## start

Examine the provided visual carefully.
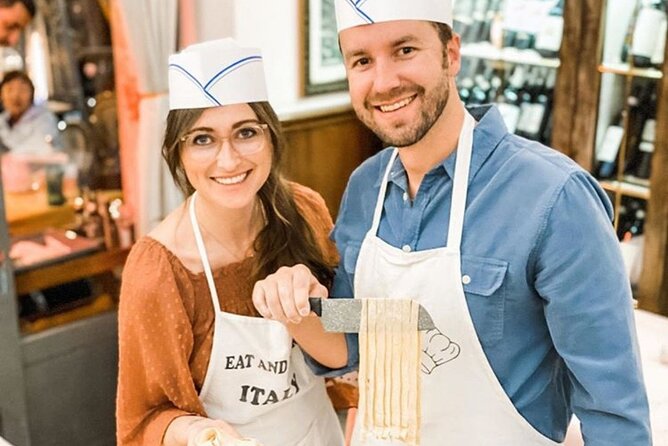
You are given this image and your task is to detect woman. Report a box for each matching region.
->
[117,39,346,446]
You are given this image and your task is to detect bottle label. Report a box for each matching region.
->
[652,16,668,66]
[524,104,545,138]
[516,102,533,133]
[642,119,656,142]
[596,125,624,163]
[536,16,564,52]
[631,8,666,59]
[638,141,654,153]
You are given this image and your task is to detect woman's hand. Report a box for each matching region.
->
[253,265,328,324]
[163,415,242,446]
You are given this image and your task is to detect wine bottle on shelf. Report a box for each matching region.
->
[515,67,538,137]
[462,0,489,43]
[458,57,482,104]
[651,9,668,70]
[452,0,473,37]
[523,69,557,143]
[631,0,666,68]
[620,0,640,62]
[635,119,656,180]
[513,31,536,50]
[624,85,657,179]
[617,197,647,240]
[469,74,492,105]
[478,0,501,42]
[596,110,626,179]
[536,0,564,58]
[487,71,503,104]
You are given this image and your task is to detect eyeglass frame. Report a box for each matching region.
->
[178,121,269,159]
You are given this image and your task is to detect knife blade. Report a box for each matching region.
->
[308,297,436,333]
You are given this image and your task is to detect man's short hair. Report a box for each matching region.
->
[0,0,37,17]
[0,70,35,99]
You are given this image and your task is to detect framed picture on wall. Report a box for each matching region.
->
[302,0,348,95]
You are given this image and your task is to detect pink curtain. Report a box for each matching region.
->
[179,0,197,48]
[111,1,140,226]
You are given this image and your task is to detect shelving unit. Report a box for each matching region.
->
[569,0,668,315]
[0,182,129,446]
[455,0,585,155]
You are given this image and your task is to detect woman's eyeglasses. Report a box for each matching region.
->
[179,124,269,160]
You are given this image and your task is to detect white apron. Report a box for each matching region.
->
[353,113,557,446]
[189,193,343,446]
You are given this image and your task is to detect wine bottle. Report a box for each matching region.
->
[620,0,640,62]
[515,67,538,137]
[523,69,557,142]
[624,83,657,179]
[651,9,668,70]
[631,0,666,68]
[462,0,489,43]
[536,0,564,58]
[497,65,525,133]
[635,119,656,179]
[596,110,626,179]
[469,74,491,105]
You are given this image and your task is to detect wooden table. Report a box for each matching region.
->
[5,187,76,236]
[564,310,668,446]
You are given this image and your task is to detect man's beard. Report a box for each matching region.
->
[355,76,450,147]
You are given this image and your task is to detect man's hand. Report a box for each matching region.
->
[253,265,328,324]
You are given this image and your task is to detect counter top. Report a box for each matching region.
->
[564,310,668,446]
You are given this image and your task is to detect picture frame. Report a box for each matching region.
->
[302,0,348,96]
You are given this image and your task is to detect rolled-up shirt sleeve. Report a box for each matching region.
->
[529,172,651,446]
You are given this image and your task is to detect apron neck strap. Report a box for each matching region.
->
[447,110,475,250]
[370,148,399,230]
[188,191,220,314]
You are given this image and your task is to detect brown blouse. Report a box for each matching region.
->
[116,184,338,446]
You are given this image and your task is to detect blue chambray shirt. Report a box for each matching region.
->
[310,106,651,446]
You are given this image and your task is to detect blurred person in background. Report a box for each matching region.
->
[0,69,61,155]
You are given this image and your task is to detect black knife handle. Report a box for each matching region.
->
[308,297,322,317]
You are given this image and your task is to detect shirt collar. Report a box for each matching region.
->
[375,105,508,190]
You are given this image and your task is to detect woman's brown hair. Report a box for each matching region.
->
[162,102,334,286]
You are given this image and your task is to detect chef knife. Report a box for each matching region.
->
[308,297,435,333]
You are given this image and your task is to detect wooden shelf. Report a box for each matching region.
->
[598,62,663,79]
[599,180,650,200]
[462,42,561,68]
[16,248,130,295]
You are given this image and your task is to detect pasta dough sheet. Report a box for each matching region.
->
[359,299,421,446]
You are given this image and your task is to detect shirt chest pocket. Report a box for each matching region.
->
[462,255,508,346]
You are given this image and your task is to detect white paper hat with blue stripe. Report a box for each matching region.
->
[169,38,268,110]
[334,0,452,32]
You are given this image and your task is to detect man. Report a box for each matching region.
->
[0,0,36,46]
[254,0,651,446]
[0,71,60,154]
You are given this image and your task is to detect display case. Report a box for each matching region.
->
[572,0,668,314]
[0,179,129,446]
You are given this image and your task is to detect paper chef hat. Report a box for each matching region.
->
[169,38,268,110]
[334,0,452,32]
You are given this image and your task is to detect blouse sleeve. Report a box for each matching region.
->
[291,183,339,266]
[116,239,204,445]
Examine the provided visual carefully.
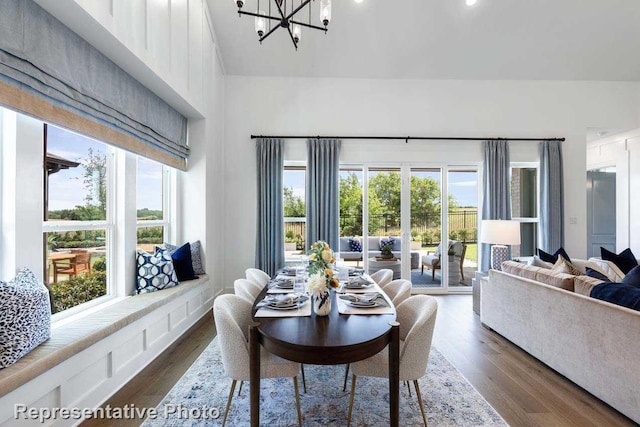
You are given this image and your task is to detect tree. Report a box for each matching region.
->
[82,148,107,219]
[284,187,307,218]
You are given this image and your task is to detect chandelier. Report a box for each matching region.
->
[233,0,331,50]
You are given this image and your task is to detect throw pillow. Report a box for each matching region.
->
[0,268,51,369]
[349,238,362,252]
[163,240,205,274]
[551,255,582,276]
[586,267,609,282]
[380,237,395,250]
[600,246,638,274]
[538,247,571,264]
[621,265,640,288]
[156,242,198,282]
[136,249,179,294]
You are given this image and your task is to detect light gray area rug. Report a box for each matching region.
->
[143,338,507,427]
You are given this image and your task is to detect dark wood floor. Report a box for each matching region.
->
[83,295,636,427]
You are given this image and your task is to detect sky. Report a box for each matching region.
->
[284,170,478,207]
[47,125,162,211]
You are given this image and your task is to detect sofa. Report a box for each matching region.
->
[480,261,640,422]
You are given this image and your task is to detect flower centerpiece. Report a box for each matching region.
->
[307,240,340,316]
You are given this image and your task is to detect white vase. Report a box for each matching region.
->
[313,291,331,316]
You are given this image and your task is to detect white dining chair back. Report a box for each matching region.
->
[213,294,302,426]
[382,279,411,307]
[244,268,271,287]
[371,268,393,289]
[347,295,438,427]
[233,279,262,304]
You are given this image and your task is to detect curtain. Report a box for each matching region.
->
[0,0,189,169]
[306,139,342,250]
[480,139,511,271]
[539,141,564,252]
[256,138,284,276]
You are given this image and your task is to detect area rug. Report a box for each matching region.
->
[143,338,507,427]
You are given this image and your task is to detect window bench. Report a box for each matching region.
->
[0,275,213,425]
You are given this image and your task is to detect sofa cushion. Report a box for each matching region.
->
[349,238,362,252]
[573,276,606,297]
[591,282,640,311]
[538,247,571,264]
[136,249,179,294]
[600,247,638,274]
[621,265,640,288]
[502,261,575,291]
[0,268,51,369]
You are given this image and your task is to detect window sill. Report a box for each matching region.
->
[0,274,209,397]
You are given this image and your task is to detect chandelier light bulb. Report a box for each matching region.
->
[291,24,302,43]
[320,0,331,27]
[255,10,267,37]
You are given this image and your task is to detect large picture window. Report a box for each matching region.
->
[43,124,113,312]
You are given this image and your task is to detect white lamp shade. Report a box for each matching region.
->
[480,219,520,245]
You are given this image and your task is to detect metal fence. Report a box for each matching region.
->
[284,210,478,249]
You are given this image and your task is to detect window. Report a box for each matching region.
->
[283,165,307,257]
[43,124,113,312]
[511,163,538,257]
[136,157,169,252]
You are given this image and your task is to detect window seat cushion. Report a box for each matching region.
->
[0,275,209,397]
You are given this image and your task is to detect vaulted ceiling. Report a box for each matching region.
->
[207,0,640,81]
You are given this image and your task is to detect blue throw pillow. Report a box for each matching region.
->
[538,247,571,264]
[600,246,638,274]
[621,265,640,288]
[136,249,179,294]
[590,282,640,311]
[380,237,395,250]
[585,267,609,282]
[156,246,198,282]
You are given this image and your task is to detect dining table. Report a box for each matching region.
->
[249,274,400,427]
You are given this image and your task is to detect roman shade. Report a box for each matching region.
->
[0,0,189,169]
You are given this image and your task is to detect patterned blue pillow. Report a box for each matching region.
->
[380,237,395,250]
[0,268,51,369]
[136,249,179,294]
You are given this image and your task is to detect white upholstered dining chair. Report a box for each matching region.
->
[383,279,411,307]
[233,279,262,304]
[244,268,271,287]
[347,295,438,427]
[371,268,393,289]
[213,294,302,426]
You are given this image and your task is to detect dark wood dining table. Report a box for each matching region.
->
[249,285,400,427]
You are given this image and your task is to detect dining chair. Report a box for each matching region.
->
[233,279,262,304]
[371,268,393,289]
[383,279,411,307]
[347,295,438,427]
[213,294,302,426]
[244,268,271,287]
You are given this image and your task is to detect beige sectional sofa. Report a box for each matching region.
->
[480,261,640,423]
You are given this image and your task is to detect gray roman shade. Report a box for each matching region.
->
[0,0,189,169]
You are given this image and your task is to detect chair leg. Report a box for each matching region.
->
[347,374,356,427]
[342,363,351,391]
[293,376,302,427]
[413,380,427,427]
[222,380,237,427]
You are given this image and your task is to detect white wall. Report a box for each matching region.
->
[224,76,640,286]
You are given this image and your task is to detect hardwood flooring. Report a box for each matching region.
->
[82,295,637,427]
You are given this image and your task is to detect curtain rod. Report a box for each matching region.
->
[251,135,564,143]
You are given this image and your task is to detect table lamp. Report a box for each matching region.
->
[480,219,520,270]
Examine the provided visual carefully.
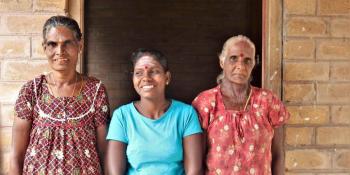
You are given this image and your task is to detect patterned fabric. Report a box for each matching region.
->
[192,86,289,175]
[15,75,109,175]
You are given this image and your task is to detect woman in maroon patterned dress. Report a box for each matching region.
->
[10,16,109,175]
[192,35,289,175]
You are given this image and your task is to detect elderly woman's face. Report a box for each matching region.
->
[43,26,82,71]
[220,41,255,84]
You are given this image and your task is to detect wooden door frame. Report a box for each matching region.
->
[75,0,284,173]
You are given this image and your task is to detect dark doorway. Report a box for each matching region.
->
[84,0,262,109]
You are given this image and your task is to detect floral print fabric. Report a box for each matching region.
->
[192,86,289,175]
[15,75,109,175]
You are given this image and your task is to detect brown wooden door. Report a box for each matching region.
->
[84,0,262,109]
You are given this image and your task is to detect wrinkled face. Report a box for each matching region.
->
[133,55,170,98]
[220,41,255,84]
[43,26,82,71]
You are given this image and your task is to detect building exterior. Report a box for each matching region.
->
[0,0,350,175]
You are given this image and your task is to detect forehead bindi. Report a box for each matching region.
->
[135,56,161,69]
[46,26,75,42]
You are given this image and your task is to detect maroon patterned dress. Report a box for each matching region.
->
[15,75,109,175]
[192,86,289,175]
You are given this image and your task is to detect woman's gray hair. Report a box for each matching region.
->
[219,35,255,62]
[216,35,255,84]
[43,16,82,42]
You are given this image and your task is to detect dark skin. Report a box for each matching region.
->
[215,41,283,175]
[105,56,203,175]
[10,26,107,175]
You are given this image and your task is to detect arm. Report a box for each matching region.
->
[105,140,126,175]
[183,134,203,175]
[10,117,32,175]
[271,127,284,175]
[97,125,107,172]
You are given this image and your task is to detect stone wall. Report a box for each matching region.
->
[283,0,350,175]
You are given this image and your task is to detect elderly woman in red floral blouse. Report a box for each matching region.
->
[192,35,289,175]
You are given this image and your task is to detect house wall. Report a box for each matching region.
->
[282,0,350,175]
[0,0,73,174]
[0,0,350,175]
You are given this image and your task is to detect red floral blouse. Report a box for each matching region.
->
[192,86,289,175]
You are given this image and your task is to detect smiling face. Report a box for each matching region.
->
[43,26,82,71]
[220,41,255,85]
[133,55,170,99]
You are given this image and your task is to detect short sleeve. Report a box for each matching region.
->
[183,106,202,137]
[192,94,210,130]
[15,81,35,121]
[94,83,110,127]
[269,94,289,128]
[107,108,128,143]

## end

THE EXERCISE: Reproduce without alteration the stretch of the material from the line containing "elderly woman in" through the final line of the material.

FULL SOLUTION:
You are given this image and your task is to detect elderly woman in red floral blouse. Report a box for each matching region.
->
[192,35,289,175]
You are given this image and your task is to detect house wall. Report a box for each matching region.
->
[282,0,350,175]
[0,0,73,174]
[0,0,350,175]
You are given this image and your task is to detect red floral blouse. Report a box for each matching region.
->
[192,86,289,175]
You are given this image and your task is to detect smiling face. Report a box for each matching region.
->
[43,26,82,71]
[220,41,255,85]
[133,55,170,99]
You are given this image and your task is to detect short sleeve. Report a box for each matching region.
->
[183,106,202,137]
[192,94,210,130]
[15,81,35,121]
[94,83,110,127]
[269,94,289,128]
[107,108,128,143]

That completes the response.